## Short task
Each entry has to be copied exactly, with nothing missed.

-- START OF Input --

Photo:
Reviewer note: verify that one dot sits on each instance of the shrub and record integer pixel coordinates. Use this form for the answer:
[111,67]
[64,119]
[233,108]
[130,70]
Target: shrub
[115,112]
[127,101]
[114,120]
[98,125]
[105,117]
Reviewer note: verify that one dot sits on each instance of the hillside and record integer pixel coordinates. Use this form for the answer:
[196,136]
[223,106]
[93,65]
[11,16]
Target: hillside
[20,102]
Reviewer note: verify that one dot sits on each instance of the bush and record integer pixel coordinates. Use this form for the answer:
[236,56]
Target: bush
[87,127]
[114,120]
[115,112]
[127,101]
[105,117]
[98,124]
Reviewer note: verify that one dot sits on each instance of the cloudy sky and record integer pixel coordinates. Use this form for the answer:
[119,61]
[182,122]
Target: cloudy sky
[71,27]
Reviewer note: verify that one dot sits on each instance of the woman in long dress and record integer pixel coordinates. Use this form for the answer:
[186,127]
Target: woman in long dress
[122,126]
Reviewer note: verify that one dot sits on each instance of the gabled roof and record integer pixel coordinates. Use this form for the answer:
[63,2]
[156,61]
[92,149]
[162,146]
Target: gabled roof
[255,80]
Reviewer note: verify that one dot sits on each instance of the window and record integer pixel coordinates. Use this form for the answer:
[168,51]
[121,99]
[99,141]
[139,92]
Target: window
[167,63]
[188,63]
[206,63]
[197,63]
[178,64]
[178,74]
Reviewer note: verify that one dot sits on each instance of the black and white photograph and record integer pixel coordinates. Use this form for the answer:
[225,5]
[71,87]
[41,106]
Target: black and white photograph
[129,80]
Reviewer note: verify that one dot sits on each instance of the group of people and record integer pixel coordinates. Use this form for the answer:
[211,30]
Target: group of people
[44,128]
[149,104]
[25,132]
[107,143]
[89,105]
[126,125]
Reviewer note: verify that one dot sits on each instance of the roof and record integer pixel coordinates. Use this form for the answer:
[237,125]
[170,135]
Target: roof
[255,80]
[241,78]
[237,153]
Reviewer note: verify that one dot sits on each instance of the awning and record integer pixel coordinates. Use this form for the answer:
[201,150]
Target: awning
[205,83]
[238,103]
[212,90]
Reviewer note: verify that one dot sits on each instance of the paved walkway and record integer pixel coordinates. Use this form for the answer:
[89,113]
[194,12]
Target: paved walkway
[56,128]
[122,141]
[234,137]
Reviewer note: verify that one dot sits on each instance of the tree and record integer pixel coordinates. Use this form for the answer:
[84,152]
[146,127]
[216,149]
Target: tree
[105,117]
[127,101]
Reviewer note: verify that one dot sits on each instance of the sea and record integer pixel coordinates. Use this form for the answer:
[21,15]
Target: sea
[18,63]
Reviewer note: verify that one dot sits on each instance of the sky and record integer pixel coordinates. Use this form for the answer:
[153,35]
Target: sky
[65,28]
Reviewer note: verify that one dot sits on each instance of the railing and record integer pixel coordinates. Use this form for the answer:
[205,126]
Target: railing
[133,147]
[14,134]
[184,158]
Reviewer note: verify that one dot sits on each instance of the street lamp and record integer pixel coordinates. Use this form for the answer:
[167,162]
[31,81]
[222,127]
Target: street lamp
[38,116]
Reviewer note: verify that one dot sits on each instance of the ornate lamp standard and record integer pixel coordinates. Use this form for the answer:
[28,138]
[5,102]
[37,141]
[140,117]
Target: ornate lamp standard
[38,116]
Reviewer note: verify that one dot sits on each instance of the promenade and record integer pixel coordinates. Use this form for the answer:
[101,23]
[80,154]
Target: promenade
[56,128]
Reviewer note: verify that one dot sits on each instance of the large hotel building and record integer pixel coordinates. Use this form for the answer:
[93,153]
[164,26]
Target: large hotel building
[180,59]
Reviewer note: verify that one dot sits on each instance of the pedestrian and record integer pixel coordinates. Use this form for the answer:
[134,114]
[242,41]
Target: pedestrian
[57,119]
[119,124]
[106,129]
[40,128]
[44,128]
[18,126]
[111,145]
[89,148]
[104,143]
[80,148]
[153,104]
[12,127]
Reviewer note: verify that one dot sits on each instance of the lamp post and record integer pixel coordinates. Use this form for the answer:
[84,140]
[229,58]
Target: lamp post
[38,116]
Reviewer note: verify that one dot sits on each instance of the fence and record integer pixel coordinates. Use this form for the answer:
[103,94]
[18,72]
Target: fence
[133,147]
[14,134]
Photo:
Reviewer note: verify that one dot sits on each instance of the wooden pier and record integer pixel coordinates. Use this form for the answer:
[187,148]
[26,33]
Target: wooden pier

-- END OF Input --

## Exercise answer
Photo:
Reviewer note: verify that one dot sits on each instance of the shrub and record integer pixel coordinates. Use this form for the answer:
[111,67]
[64,119]
[233,108]
[130,70]
Target: shrub
[115,112]
[127,101]
[114,120]
[98,125]
[105,117]
Reviewer note: verify that one dot sits on each instance of the hillside and record integer pixel coordinates. Use this form for the answer:
[196,136]
[223,106]
[93,65]
[11,16]
Target: hillside
[20,102]
Reviewer note: verify that one dot sits on each instance of the bush and record integer pixel coordinates. Use this form for the answer:
[236,56]
Target: bush
[87,127]
[114,120]
[115,112]
[127,101]
[105,117]
[98,124]
Reviewer note: verify that one dot sits on each instance of the cloudy sky and record integer pixel coordinates. Use this form for the answer:
[119,61]
[182,122]
Target: cloudy sky
[71,27]
Reviewer note: verify that one dot sits on each instance of the woman in long dress and record integer pixel coordinates. Use this form for the answer:
[186,127]
Target: woman in long dress
[122,126]
Reviewer note: verify that one dot sits on each instance of the gabled roof and record integer pixel coordinates. Use this form for the answer:
[63,2]
[156,61]
[92,149]
[162,146]
Target: gabled roof
[255,80]
Reviewer note: verify that one dot sits on each instance of the window and record integer pixel coordinates. Use this form for the answer:
[168,51]
[121,99]
[99,141]
[139,92]
Target: window
[167,63]
[188,63]
[206,63]
[197,63]
[178,64]
[178,74]
Reviewer note: verify that one dot sits on each instance of the black and white photograph and record integer pixel coordinates. Use this form for the answer:
[225,5]
[71,87]
[41,106]
Target: black and white photograph
[129,80]
Reviewer note: verify that one dot sits on each instance of the group of people and record integer pixel coordinates. Use this form for the answer:
[211,30]
Target: group of people
[44,128]
[149,104]
[25,132]
[107,143]
[89,105]
[126,125]
Reviewer note: verify that one dot sits on each instance of the roof and record integer pixel coordinates. Use this form for the answer:
[237,125]
[170,135]
Target: roof
[255,80]
[241,78]
[237,153]
Reviewer note: verify that one dot sits on each instance of the awning and record integer pixel coordinates. Use this form for the answer:
[201,150]
Target: awning
[205,83]
[238,103]
[212,90]
Reviewer note: verify that one dot sits on each instance of the paved walkway and record integer pixel coordinates. Use this form for the answer:
[89,113]
[194,12]
Target: paved walkway
[56,128]
[122,141]
[234,137]
Reviewer note: verify that one dot sits on each instance of the tree and record integer pixel coordinates. Use this form for the answer:
[84,152]
[146,127]
[216,149]
Target: tree
[105,117]
[127,101]
Reviewer note: verify that one dot sits on each instance of the sea and record integer pixel coordinates. Use this form for the answer:
[21,15]
Target: sea
[18,63]
Reviewer note: verify that one dot sits on each instance of the sky and record integer pixel coordinates. Use this form for the answer:
[153,35]
Target: sky
[65,28]
Reviewer note: verify that one dot sits on each instance of the railing and record integer pixel coordinates. Use this form for the answer:
[205,126]
Target: railing
[133,147]
[14,134]
[184,158]
Reviewer note: verify that one dot sits on each instance of the street lamp and record integer pixel coordinates. Use this form for the answer:
[167,162]
[31,81]
[222,127]
Target: street lamp
[38,116]
Reviewer note: verify that one dot sits on each instance of the ornate lamp standard and record integer pixel coordinates. Use this form for the answer:
[28,138]
[5,102]
[37,141]
[140,117]
Target: ornate lamp standard
[38,116]
Reviewer note: verify that one dot sits on each instance of the promenade and record integer pixel coordinates. Use this form for the answer:
[101,23]
[80,154]
Target: promenade
[56,128]
Reviewer note: verify that one dot sits on each instance of the large hotel building and record integer pixel coordinates. Use this form for the answer:
[93,153]
[164,26]
Target: large hotel building
[180,59]
Reviewer note: verify that one dot sits on each instance of the pedestrian and record integer pixel coordinates. Use this form for the answer:
[134,114]
[242,41]
Target: pedestrian
[57,119]
[119,124]
[106,129]
[40,128]
[44,128]
[18,126]
[111,145]
[89,148]
[104,143]
[80,148]
[153,104]
[12,127]
Reviewer note: verify that one dot sits on each instance of the lamp post and record integer pixel coordinates. Use this form for the answer:
[84,140]
[229,58]
Target: lamp post
[38,116]
Reviewer note: verify that one dot sits on each instance of the fence and record integer pixel coordinates. Use this form for the answer:
[103,94]
[18,72]
Target: fence
[133,147]
[14,134]
Photo:
Reviewer note: verify that one dot sits on each instance of the wooden pier and record integer pixel coordinates. Use this form for the answer:
[187,148]
[26,33]
Target: wooden pier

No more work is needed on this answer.